In the passage on Muskegon's farmers market below, how many vendors can the indoor market building hold?

>> start Passage given

The decision to move Muskegon's already successful
farmers market to a new location in the center of the downtown has had its hurdles and challenges, but work has begun on a new $3.8 million facility that includes a performance stage, a certified commercial kitchen for startup food companies, and an ice skating rink.
The market, now located at 700 Yuba St. just outside the city center, draws some 10,000 people every Saturday and hundreds of farmers and other vendors from Ottawa, Muskegon, Oceana, Newaygo, and Mason counties, says Cindy Larsen, president of the Muskegon Lakeshore Chamber of Commerce.
The new market at 1 Market St., bounded by Western Avenue, Terrace St., and Morris, will offer flexible-sized stalls that will accommodate from 130 to 150 vendors in the outdoor portion of the market, which features permanent roofs over each stall. The stalls include electricity, lighting, and water hookups, which the existing farmers market doesn't offer. An indoor market building provides space for 20 vendors. Onsite and offsite parking in area lots and streets will accommodate over 600 cars.

>> end Passage given
>> start Data supplied

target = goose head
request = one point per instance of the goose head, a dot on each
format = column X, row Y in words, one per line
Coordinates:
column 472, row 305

>> end Data supplied

Answer in full
20 vendors